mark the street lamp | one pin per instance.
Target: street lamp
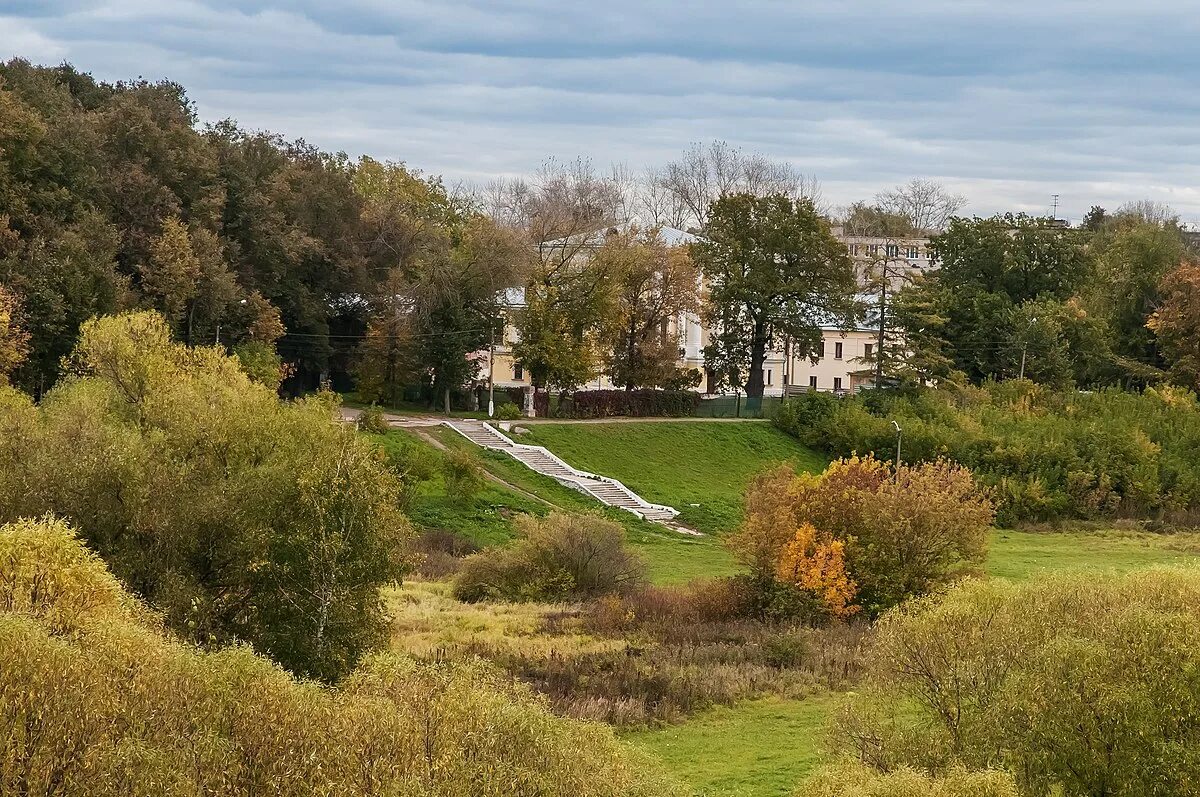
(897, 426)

==

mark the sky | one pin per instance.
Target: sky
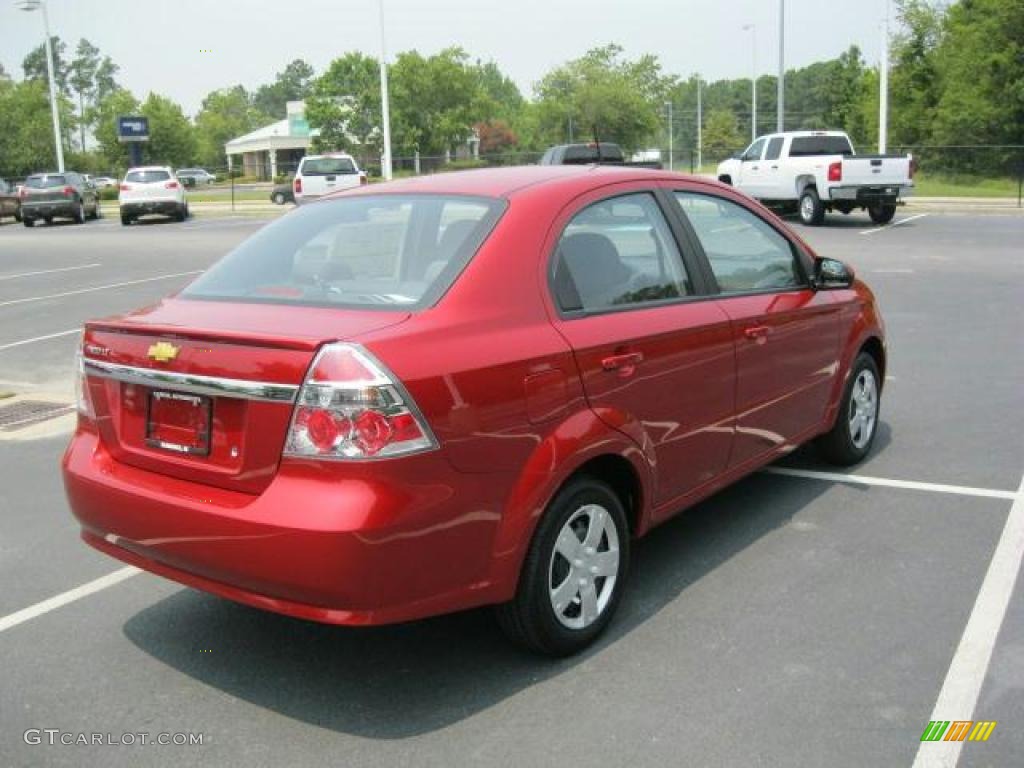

...

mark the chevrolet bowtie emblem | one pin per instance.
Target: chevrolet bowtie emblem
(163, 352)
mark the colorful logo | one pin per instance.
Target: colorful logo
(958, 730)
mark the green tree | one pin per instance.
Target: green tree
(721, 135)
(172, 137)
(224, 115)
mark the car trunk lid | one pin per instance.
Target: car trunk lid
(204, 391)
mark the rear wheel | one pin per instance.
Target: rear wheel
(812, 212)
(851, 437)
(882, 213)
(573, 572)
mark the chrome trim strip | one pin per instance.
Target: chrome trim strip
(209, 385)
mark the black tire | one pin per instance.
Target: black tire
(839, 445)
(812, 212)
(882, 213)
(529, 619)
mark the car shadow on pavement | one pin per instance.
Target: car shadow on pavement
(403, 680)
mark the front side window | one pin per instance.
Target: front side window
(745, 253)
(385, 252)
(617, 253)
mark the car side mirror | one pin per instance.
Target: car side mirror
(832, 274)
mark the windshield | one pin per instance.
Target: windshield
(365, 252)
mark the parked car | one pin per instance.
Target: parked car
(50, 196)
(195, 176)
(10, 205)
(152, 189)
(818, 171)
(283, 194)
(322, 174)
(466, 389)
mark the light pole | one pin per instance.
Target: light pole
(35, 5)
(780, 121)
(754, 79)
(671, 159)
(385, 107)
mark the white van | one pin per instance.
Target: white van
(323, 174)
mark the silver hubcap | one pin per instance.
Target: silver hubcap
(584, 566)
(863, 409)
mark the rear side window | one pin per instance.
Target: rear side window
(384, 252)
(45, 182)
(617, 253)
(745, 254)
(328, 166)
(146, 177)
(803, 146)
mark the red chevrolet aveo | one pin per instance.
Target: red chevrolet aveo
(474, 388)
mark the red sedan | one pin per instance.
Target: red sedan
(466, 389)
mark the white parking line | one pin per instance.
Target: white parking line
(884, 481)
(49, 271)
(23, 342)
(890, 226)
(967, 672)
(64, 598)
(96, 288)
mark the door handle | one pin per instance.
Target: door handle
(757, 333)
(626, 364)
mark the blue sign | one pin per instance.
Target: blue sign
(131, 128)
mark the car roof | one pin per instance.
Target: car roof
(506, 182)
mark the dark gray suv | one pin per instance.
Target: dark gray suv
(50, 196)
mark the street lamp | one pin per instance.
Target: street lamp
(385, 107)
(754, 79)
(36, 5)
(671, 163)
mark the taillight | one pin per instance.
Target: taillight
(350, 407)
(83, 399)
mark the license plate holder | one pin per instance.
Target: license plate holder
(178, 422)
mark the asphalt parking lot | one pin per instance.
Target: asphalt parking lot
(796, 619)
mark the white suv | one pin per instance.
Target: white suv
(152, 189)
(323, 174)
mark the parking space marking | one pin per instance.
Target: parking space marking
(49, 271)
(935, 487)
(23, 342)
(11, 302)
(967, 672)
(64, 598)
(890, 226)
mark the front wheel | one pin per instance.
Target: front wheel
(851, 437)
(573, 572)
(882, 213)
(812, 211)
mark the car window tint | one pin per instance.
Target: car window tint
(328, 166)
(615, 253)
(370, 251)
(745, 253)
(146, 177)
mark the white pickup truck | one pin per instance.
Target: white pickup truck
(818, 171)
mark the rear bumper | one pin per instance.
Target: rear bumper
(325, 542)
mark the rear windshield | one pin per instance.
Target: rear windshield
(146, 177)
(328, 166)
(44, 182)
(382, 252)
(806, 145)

DIRECTIONS FOR THIS TASK: Count the lines in the data above that contain the word "parking", and reply with only that number.

WRITTEN REPLY: 6